Dataset excerpts on object pointing
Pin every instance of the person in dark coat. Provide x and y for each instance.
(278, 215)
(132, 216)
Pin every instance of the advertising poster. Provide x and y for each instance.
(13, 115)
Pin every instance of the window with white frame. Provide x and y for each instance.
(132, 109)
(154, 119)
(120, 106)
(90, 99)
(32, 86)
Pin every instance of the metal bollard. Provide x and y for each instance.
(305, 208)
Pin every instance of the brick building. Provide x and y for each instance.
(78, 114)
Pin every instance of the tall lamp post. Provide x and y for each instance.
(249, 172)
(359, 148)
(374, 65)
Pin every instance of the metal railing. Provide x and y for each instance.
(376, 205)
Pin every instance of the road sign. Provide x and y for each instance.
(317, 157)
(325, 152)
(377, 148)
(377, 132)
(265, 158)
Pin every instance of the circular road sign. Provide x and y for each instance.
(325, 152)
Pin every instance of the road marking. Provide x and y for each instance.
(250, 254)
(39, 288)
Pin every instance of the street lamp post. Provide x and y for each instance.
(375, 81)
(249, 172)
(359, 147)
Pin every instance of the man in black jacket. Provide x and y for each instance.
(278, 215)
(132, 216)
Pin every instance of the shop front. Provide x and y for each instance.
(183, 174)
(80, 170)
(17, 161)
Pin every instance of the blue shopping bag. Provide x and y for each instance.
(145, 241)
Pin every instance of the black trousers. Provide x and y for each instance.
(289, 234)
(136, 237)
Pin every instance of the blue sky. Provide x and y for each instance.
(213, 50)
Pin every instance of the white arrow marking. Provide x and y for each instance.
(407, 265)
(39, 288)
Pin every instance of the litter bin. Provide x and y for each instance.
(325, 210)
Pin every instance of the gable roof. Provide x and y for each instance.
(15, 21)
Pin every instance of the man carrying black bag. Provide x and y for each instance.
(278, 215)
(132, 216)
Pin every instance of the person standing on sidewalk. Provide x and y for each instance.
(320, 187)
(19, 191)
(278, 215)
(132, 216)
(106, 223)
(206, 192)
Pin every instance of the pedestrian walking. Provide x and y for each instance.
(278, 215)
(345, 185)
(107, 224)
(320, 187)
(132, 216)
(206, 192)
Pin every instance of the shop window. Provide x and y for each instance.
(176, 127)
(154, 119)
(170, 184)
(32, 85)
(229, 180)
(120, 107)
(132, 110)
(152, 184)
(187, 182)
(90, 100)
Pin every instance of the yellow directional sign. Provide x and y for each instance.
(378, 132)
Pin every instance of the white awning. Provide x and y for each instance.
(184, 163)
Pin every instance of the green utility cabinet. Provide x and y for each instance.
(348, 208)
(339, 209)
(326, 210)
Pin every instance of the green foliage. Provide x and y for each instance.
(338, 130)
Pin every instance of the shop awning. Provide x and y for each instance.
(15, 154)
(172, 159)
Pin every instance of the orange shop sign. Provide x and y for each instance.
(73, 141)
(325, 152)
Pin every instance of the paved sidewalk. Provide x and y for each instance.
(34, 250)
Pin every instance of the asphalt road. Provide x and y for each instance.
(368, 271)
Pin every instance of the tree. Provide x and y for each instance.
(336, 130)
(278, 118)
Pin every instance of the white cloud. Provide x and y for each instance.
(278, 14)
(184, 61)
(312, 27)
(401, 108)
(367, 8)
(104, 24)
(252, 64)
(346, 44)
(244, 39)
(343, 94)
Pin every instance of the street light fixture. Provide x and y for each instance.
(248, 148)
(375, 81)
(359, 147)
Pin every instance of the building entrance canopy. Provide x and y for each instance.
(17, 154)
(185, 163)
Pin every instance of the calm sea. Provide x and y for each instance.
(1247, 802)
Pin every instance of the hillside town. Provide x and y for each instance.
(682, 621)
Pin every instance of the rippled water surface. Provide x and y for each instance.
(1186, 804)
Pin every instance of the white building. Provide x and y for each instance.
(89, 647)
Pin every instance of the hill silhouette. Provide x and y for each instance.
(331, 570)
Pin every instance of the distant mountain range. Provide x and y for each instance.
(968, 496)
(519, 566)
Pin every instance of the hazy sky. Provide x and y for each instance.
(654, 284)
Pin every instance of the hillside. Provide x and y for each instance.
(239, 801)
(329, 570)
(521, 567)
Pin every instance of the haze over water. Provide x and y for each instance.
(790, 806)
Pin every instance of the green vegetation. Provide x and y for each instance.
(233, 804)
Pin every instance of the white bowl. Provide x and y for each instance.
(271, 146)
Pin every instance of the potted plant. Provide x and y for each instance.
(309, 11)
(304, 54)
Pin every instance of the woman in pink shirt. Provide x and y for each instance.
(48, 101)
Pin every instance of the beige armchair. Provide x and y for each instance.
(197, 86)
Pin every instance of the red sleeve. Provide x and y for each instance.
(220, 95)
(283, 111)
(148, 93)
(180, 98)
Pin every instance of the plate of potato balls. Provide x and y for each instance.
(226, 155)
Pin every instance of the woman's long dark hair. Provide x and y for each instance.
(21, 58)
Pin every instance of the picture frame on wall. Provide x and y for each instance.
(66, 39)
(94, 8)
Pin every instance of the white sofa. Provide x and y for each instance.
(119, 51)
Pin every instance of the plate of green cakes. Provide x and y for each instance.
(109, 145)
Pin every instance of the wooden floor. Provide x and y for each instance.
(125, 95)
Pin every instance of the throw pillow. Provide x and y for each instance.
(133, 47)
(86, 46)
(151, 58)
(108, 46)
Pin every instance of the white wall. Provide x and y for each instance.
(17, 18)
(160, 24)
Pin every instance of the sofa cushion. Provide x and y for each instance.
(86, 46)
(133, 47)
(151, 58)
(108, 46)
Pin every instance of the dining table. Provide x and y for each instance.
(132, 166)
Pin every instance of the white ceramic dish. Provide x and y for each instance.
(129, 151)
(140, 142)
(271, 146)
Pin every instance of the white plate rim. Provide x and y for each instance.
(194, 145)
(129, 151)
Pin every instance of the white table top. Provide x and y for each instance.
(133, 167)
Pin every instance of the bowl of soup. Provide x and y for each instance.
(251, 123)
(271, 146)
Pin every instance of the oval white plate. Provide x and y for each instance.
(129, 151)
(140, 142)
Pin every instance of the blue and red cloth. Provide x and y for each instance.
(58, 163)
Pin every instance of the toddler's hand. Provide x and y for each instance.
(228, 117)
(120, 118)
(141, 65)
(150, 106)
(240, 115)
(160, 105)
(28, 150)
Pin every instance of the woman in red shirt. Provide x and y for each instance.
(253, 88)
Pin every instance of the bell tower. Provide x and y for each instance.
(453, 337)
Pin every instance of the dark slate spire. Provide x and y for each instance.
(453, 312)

STATED PROBLEM
Copy out, word for word, the portion of the listing above that begins with the line containing "Pin every instance of the blue and" and continues through the end of the listing, including both of those points.

ANSWER TO THE EXERCISE
Pin every instance of the blue and red cloth. Provide x and y for each instance.
(58, 163)
Pin every instance of the toddler's hand. Provide x and y for each instance.
(228, 117)
(120, 118)
(141, 65)
(150, 106)
(240, 115)
(160, 105)
(28, 150)
Pin every instance of the woman in red shirt. Provide x and y for each instance.
(253, 88)
Pin every instance of the bell tower. Provide x and y for each instance.
(453, 337)
Pin every instance of the dark slate spire. Provide x and y for each instance.
(453, 312)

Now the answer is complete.